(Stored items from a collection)
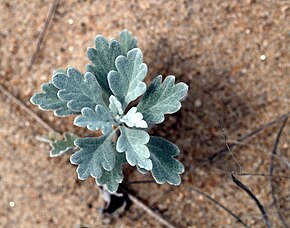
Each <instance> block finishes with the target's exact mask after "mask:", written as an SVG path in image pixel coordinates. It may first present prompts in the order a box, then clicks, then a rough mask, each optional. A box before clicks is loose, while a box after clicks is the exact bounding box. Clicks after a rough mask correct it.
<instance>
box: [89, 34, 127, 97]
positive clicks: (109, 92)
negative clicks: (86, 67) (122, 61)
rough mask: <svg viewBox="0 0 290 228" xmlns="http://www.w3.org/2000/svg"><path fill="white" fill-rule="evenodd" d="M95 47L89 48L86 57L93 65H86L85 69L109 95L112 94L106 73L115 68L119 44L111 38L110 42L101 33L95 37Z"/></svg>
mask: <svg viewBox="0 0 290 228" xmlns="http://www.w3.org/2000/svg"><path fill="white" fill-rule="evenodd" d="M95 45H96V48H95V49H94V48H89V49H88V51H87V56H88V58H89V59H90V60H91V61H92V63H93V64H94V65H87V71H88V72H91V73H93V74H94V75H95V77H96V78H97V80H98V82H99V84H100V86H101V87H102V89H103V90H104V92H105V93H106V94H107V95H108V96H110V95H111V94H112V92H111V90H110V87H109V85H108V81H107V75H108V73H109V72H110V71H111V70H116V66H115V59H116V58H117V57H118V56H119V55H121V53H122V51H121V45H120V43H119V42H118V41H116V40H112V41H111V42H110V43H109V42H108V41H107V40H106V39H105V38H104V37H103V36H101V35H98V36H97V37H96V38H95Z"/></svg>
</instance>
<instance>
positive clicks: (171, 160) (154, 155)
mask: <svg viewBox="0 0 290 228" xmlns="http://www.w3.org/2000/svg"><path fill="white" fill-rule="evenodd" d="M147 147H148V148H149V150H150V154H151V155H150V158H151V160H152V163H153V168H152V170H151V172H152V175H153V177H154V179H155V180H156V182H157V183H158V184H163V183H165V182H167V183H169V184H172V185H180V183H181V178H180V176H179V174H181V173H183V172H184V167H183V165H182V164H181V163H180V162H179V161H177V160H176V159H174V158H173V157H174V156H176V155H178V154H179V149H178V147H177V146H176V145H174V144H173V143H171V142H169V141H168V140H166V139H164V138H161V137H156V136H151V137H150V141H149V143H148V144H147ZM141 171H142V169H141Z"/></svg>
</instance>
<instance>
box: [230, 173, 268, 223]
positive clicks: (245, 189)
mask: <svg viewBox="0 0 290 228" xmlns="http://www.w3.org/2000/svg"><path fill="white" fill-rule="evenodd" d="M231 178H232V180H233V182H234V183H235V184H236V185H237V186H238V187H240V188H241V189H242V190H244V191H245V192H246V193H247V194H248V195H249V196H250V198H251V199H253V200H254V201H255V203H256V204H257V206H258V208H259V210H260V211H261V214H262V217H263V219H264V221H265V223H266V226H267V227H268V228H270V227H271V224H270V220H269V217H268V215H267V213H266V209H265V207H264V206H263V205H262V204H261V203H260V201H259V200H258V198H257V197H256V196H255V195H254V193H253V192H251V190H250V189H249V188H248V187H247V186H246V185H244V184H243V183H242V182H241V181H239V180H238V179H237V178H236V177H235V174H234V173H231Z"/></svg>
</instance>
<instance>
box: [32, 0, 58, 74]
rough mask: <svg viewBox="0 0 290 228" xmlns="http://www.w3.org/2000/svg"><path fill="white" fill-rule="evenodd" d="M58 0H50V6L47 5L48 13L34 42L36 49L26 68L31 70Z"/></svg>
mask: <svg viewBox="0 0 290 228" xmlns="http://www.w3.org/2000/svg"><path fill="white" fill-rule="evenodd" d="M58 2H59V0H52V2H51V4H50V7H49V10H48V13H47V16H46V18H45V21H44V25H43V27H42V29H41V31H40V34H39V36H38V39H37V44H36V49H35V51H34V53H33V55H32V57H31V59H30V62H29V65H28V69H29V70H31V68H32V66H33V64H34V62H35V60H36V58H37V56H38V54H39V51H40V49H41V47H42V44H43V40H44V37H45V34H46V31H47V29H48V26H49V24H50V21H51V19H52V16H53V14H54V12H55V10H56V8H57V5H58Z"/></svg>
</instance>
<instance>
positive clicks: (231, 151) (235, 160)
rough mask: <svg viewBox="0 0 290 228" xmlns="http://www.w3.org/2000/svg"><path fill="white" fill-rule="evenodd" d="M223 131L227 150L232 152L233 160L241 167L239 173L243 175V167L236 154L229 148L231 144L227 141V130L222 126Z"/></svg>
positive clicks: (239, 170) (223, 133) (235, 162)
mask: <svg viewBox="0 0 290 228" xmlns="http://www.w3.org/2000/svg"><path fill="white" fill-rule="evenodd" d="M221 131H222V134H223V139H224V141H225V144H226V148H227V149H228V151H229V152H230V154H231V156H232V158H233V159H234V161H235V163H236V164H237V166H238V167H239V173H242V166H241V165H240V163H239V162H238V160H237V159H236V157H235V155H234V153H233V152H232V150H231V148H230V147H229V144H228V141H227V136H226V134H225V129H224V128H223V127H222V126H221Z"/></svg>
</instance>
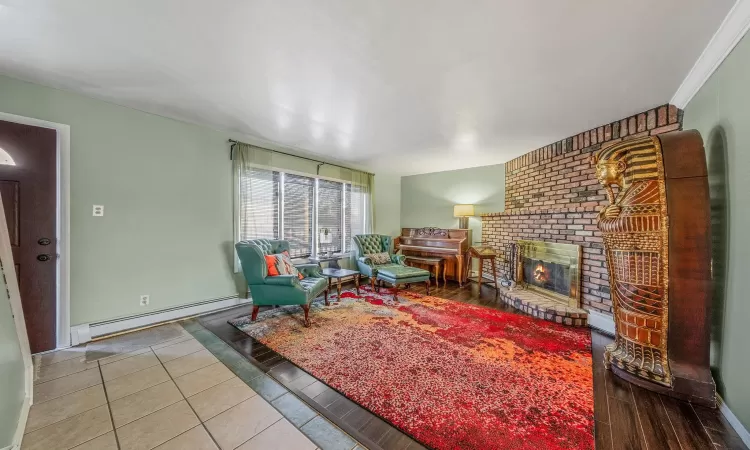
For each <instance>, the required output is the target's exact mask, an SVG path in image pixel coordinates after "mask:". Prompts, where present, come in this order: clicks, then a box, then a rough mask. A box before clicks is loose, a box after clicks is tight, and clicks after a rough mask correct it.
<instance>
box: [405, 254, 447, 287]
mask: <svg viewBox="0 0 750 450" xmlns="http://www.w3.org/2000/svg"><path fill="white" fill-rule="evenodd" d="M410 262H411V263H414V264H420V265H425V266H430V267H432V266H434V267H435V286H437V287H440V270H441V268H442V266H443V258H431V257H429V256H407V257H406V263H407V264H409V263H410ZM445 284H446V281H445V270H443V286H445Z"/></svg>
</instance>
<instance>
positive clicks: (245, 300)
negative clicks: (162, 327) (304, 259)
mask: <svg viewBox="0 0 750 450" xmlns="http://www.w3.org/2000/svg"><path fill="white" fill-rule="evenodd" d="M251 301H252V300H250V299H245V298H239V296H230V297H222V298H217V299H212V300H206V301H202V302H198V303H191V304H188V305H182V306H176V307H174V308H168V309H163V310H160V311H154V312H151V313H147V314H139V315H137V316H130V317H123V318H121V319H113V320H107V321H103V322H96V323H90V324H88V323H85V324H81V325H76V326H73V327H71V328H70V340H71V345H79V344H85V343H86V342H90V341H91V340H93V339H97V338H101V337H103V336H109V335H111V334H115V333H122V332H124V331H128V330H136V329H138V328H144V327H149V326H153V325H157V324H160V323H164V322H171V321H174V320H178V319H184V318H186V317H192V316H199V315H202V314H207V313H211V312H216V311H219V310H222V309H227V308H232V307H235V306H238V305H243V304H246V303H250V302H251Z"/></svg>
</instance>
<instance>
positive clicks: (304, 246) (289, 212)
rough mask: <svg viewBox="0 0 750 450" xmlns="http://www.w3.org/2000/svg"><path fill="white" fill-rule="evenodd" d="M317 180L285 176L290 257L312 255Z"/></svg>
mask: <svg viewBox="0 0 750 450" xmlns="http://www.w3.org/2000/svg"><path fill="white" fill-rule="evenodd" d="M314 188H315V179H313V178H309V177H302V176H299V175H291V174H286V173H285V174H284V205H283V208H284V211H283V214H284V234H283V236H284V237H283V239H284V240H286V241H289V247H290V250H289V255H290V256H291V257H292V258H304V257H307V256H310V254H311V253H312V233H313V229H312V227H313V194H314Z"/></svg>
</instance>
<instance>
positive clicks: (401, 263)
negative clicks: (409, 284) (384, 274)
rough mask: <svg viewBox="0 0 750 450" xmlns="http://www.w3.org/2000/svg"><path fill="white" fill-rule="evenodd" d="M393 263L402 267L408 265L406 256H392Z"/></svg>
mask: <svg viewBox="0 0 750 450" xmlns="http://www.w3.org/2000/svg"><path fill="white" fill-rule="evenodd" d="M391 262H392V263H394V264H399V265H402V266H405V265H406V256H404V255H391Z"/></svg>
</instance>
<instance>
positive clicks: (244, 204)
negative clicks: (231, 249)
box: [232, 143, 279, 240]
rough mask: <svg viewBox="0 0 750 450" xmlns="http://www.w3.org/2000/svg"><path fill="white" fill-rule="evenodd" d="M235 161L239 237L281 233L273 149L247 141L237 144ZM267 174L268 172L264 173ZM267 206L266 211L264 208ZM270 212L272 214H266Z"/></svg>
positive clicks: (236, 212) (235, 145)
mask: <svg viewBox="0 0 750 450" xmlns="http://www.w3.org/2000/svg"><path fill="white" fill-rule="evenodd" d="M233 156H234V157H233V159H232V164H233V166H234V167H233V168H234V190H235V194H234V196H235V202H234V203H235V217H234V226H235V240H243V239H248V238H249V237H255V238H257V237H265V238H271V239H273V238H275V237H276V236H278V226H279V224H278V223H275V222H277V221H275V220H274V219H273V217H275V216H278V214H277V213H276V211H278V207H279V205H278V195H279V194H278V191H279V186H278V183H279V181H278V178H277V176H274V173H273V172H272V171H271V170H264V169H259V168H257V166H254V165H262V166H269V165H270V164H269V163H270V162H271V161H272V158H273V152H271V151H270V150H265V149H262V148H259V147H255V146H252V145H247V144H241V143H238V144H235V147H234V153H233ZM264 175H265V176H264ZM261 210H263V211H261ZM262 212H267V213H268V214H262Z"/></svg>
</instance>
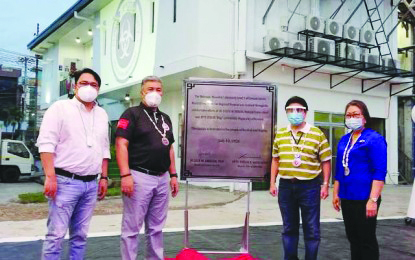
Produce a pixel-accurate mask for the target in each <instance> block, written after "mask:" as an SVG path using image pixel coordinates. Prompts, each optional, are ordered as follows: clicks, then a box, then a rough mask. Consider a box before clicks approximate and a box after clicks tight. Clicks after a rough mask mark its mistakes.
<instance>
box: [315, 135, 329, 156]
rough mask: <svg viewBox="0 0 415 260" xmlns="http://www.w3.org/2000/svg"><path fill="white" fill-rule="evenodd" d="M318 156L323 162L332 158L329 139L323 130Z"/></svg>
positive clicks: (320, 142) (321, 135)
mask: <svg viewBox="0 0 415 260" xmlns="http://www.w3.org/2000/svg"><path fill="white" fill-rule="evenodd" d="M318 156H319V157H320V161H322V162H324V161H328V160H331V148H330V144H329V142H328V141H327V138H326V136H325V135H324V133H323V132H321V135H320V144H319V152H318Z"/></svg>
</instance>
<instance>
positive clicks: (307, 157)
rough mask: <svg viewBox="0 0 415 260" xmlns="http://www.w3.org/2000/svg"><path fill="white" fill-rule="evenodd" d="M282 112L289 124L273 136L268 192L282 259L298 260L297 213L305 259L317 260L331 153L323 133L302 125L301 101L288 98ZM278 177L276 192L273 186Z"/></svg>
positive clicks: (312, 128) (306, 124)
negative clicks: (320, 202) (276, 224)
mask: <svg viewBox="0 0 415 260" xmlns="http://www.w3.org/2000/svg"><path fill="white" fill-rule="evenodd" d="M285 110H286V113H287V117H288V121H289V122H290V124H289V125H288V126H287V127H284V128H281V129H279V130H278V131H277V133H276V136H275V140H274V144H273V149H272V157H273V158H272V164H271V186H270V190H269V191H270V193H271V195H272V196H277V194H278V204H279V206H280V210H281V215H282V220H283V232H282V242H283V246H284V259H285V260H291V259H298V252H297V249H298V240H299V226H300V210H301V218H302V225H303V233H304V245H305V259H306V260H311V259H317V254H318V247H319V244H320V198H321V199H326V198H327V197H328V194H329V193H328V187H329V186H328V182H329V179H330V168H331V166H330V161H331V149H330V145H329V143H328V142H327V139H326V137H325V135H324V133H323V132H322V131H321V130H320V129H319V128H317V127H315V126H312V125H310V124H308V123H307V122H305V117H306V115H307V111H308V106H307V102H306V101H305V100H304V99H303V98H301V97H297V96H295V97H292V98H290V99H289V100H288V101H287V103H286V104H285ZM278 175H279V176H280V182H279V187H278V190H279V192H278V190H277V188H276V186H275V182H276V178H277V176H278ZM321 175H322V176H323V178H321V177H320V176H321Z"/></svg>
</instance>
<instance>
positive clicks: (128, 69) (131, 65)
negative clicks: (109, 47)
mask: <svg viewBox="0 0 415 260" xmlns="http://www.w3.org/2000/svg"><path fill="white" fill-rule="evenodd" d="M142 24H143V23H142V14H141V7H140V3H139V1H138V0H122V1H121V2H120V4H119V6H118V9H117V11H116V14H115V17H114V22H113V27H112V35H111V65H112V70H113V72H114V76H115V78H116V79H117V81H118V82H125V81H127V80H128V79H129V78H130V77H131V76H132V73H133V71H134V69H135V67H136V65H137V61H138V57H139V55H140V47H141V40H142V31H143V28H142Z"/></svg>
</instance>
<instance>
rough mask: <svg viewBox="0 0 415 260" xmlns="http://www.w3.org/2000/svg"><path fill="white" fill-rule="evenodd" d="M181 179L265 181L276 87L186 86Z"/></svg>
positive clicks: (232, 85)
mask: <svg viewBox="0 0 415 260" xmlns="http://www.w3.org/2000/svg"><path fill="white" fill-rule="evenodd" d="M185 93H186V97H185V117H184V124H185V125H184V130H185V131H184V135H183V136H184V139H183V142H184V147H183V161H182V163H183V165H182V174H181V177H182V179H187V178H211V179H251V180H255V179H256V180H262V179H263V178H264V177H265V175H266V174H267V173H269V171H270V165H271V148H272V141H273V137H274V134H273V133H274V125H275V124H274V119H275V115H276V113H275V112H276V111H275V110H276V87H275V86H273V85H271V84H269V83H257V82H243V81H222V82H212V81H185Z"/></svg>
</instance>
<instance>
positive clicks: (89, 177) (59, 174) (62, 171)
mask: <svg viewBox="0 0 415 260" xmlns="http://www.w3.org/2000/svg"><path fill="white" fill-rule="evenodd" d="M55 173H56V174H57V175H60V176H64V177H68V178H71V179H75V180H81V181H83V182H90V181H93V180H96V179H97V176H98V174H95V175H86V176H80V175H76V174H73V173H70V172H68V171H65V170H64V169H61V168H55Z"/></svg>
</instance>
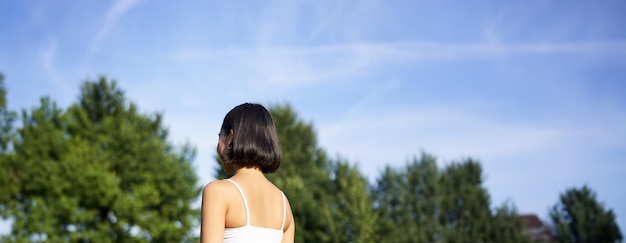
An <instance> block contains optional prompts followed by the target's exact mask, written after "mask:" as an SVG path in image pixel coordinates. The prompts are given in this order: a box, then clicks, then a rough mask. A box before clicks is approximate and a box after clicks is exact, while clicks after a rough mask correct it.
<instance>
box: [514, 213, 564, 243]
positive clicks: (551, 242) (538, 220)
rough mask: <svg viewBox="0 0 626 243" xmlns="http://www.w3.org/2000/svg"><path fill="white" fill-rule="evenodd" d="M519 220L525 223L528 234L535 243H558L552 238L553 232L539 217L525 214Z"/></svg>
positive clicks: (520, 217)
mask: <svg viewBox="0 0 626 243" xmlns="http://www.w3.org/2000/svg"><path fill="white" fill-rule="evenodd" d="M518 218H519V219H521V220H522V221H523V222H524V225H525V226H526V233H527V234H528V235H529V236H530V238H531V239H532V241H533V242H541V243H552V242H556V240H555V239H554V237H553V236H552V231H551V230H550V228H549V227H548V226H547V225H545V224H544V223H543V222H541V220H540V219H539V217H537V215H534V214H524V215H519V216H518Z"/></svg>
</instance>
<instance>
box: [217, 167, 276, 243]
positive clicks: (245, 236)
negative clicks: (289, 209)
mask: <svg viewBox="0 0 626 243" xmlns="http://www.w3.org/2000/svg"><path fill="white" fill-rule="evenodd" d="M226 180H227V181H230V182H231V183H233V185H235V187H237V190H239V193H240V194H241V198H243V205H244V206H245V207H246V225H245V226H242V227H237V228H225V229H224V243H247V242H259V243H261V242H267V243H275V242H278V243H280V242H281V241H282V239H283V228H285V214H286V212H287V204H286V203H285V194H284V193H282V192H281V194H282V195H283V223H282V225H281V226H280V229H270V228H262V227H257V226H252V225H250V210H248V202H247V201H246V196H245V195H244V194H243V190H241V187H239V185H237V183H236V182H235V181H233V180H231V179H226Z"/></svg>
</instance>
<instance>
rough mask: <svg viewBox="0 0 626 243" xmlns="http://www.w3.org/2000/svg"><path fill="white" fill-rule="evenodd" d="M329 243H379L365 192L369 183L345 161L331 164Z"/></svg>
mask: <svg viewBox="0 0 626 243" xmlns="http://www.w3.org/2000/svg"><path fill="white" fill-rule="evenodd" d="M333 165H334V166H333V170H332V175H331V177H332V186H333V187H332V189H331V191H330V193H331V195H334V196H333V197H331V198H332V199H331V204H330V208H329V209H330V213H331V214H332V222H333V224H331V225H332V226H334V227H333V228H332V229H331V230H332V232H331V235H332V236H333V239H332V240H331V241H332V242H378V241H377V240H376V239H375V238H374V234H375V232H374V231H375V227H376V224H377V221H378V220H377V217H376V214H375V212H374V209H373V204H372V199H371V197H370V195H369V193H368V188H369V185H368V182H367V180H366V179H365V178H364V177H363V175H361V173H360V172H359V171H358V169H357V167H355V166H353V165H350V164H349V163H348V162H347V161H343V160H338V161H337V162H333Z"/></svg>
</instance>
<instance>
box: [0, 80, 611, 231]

Task details: Output the data above exactly, beginning at its first line and ending with the line that holds "box: [230, 173, 268, 223]". Leave out the pictures and add nothing.

Written solution:
Each <instance> block finishes with the target's exact mask after "mask:", written as an SVG path in image pixel coordinates. It may first present prompts in the order a box, then clicks, then a rough mask, each optional. A box before clicks is loose, while a box after clicks is the exact bounding box. Clicks after a rough mask correct it.
<instance>
box: [89, 34, 127, 97]
positive clicks: (109, 92)
negative clicks: (86, 67) (122, 61)
rough mask: <svg viewBox="0 0 290 228" xmlns="http://www.w3.org/2000/svg"><path fill="white" fill-rule="evenodd" d="M95 47L89 48L86 57L93 65H86L85 69L109 95L112 94L106 73L115 68L119 44L111 38L110 42L101 33L95 37Z"/></svg>
mask: <svg viewBox="0 0 290 228" xmlns="http://www.w3.org/2000/svg"><path fill="white" fill-rule="evenodd" d="M95 45H96V48H95V49H94V48H89V49H88V51H87V56H88V58H89V59H90V60H91V61H92V63H93V64H94V65H87V71H88V72H91V73H93V74H94V75H95V77H96V78H97V80H98V82H99V84H100V86H101V87H102V89H103V90H104V92H105V93H106V94H107V95H108V96H110V95H111V94H112V92H111V90H110V87H109V85H108V81H107V75H108V73H109V72H110V71H111V70H116V66H115V59H116V58H117V57H118V56H119V55H121V53H122V51H121V45H120V43H119V42H118V41H116V40H112V41H111V42H110V43H109V42H108V41H107V40H106V39H105V38H104V37H103V36H101V35H98V36H97V37H96V38H95Z"/></svg>
</instance>
<instance>
positive clicks: (171, 160) (154, 155)
mask: <svg viewBox="0 0 290 228" xmlns="http://www.w3.org/2000/svg"><path fill="white" fill-rule="evenodd" d="M147 147H148V148H149V150H150V154H151V155H150V158H151V160H152V163H153V168H152V170H151V172H152V175H153V177H154V179H155V180H156V182H157V183H158V184H163V183H165V182H167V183H169V184H172V185H180V183H181V178H180V176H179V174H181V173H183V172H184V167H183V165H182V164H181V163H180V162H179V161H177V160H176V159H174V158H173V157H174V156H176V155H178V154H179V149H178V147H177V146H176V145H174V144H173V143H171V142H169V141H168V140H166V139H164V138H161V137H156V136H151V137H150V141H149V143H148V144H147ZM141 171H142V169H141Z"/></svg>
</instance>
<instance>
box: [230, 173, 268, 223]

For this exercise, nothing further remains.